> **Problem set**:
**1.** List every place the snow report below gives a snowfall amount for, with that amount.
**2.** In the snow report below, how old was the Nokesville woman killed in the Prince William County collision?
**3.** Carry the snow report below forward from its last sentence.

> **Given passage**:
********************
An inch or two of snow fell around Washington yesterday with the greatest accumulations reported on the outskirts of the metropolitan area, where the weather was implicated in three traffic deaths.
Dulles Airport reported an inch of snow by 5 p.m., the same amount recorded in Waldorf and Hagerstown, while Frederick, Md., reported two inches. Total accumulations of as much as three inches were expected by morning in some spots, particularly on the eastern edge of the area.
Although heavy, wet snow fell for part of the grey afternoon, city streets remained free of any accumulations, and District of Columbia road crews confined themselves to watching and waiting.
In Prince William County, Va., however, a snow-covered road surface was blamed for the death of a 79-year-old Nokesville, Va., woman in an automobile collision.
County police said Nellie V. Dodd was a passenger in a vehicle that was headed south on Nokesville Road about 1 p.m. during a period of heavy snowfall. Another vehicle, northbound on the same road, "slid on the snow-covered road surface" into the path of Dodd's vehicle and the two collided, according to police.
Dodd was pronounced dead on arrival at Prince William Hospital.
In Frederick County, Md., state police trooper Carl Valentine said he considered the snow a factor in a collision in which two Frederick residents were killed.
********************
> **Study material**:
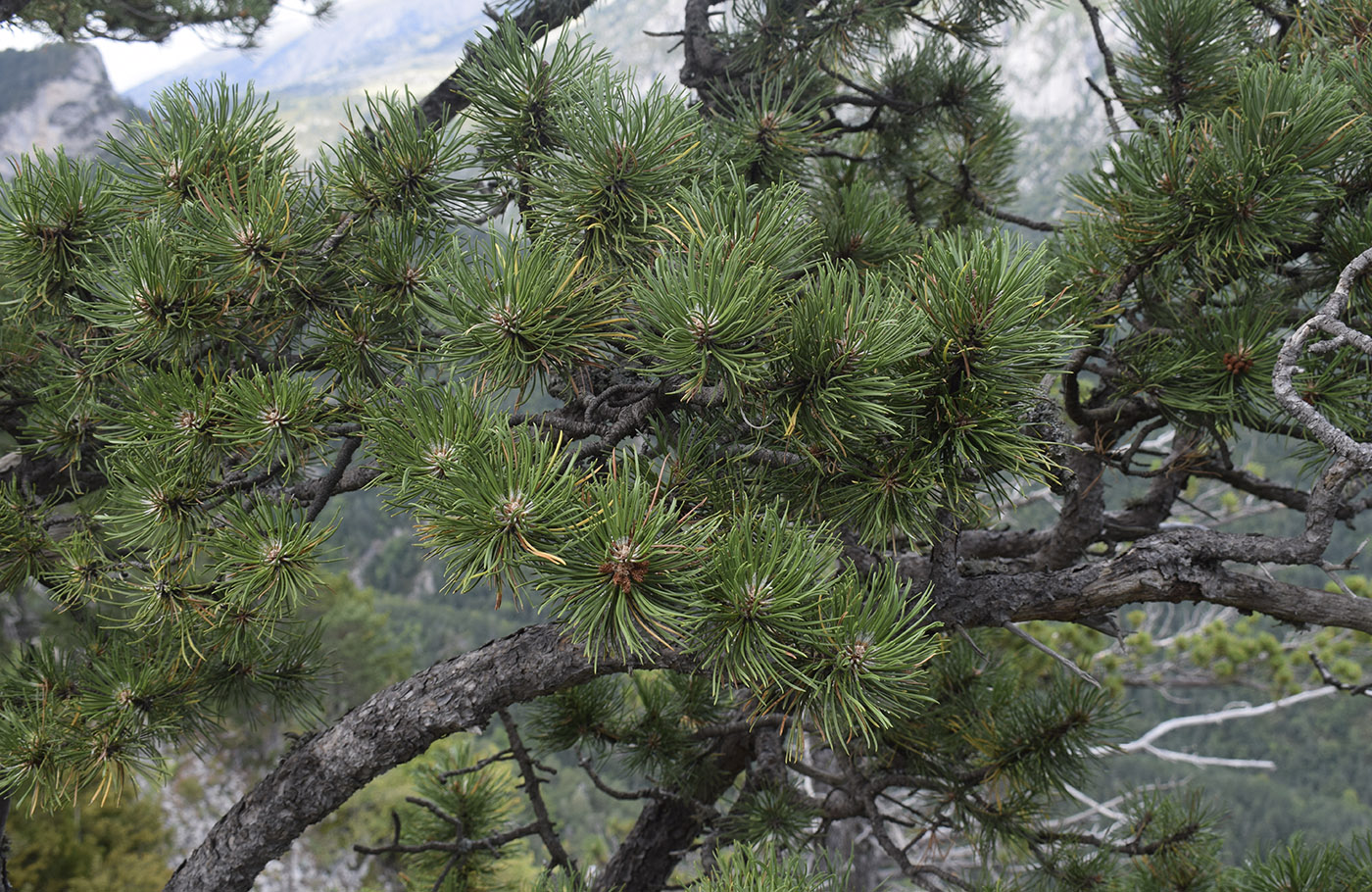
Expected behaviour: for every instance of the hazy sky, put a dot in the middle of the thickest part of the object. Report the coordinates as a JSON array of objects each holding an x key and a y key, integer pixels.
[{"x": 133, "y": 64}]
********************
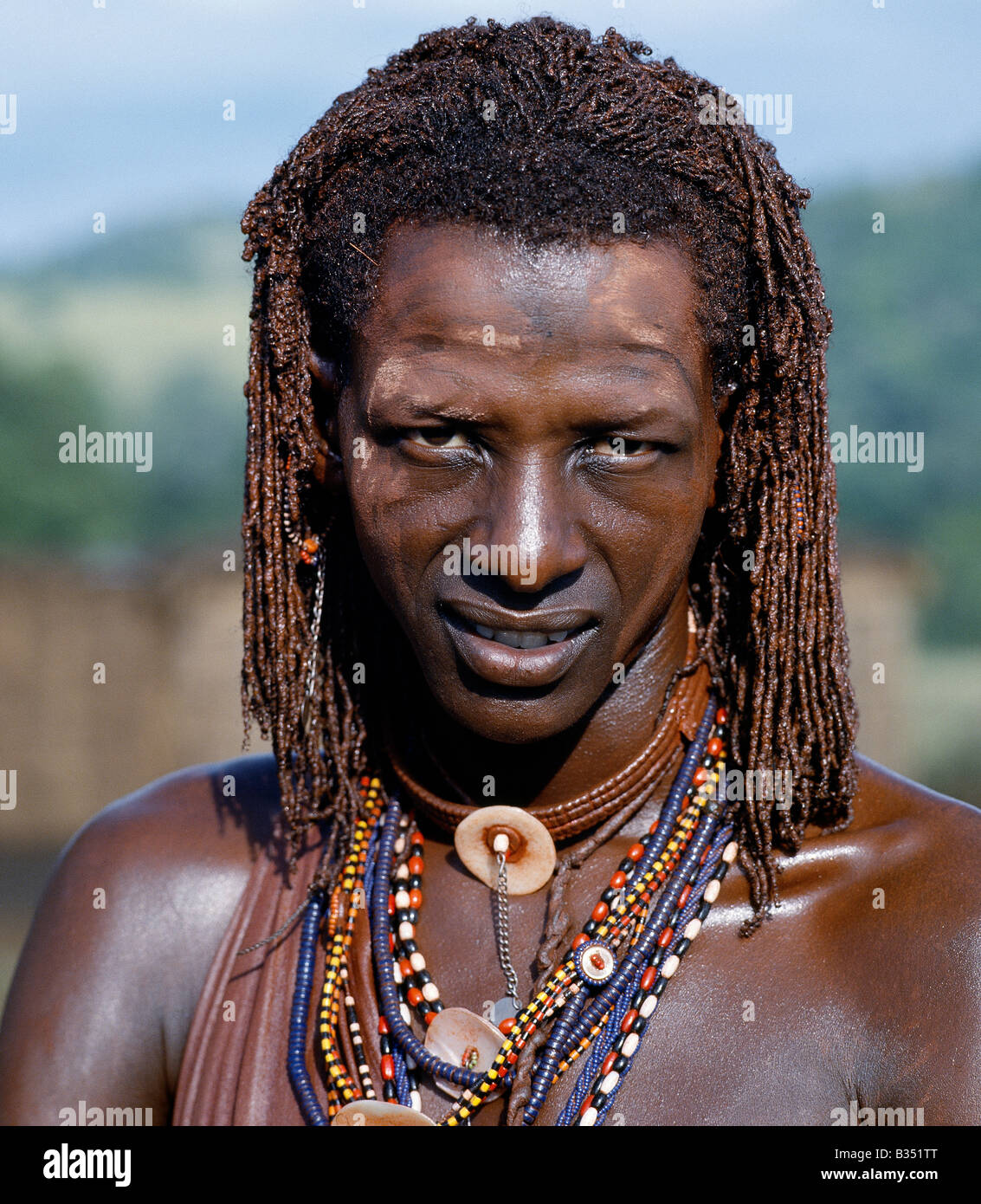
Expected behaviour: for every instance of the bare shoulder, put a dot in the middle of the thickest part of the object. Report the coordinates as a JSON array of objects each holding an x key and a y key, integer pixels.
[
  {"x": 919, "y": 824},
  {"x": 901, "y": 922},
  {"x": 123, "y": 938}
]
********************
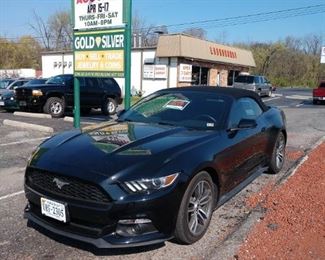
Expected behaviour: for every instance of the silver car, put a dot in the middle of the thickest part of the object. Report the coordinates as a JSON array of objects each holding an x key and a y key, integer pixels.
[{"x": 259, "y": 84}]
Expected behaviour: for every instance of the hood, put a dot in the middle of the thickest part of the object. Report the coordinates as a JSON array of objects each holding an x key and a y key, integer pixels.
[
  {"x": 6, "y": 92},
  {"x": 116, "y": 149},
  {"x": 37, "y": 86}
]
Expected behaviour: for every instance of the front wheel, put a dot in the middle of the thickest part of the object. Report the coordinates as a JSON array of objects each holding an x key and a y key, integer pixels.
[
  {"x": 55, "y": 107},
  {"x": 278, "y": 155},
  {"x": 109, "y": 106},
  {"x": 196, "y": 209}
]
********************
> **Answers to each task**:
**1.**
Dulles Airport: one inch by 5 p.m.
Waldorf: one inch
Hagerstown: one inch
Frederick, Md.: two inches

**2.** She was 79 years old.

**3.**
Paul W. Stull, 74, and his wife, Catherine I. Stull, 72, were driving west on Fish Hatchery Road about 8 p.m. when they crossed the northbound lanes of U.S. 15 and paused momentarily at the southbound lanes, according to Valentine.
As a tractor-trailer in the southbound lanes approached the intersection, the Stulls' station wagon pulled into its path and the vehicles collided, Valentine said. He said the Stulls were killed instantly.
Although not the cause of the accident, "weather would be a factor," Valentine said. He said roads were wet and light snow was falling, which could have impaired visibility.
Yesterday afternoon and evening a chance of as much as six inches of snow here was foreseen. National Weather Service forecasters later scaled down the prediction. They said the atmospheric ingredients for making snow would be blended farther east than first expected.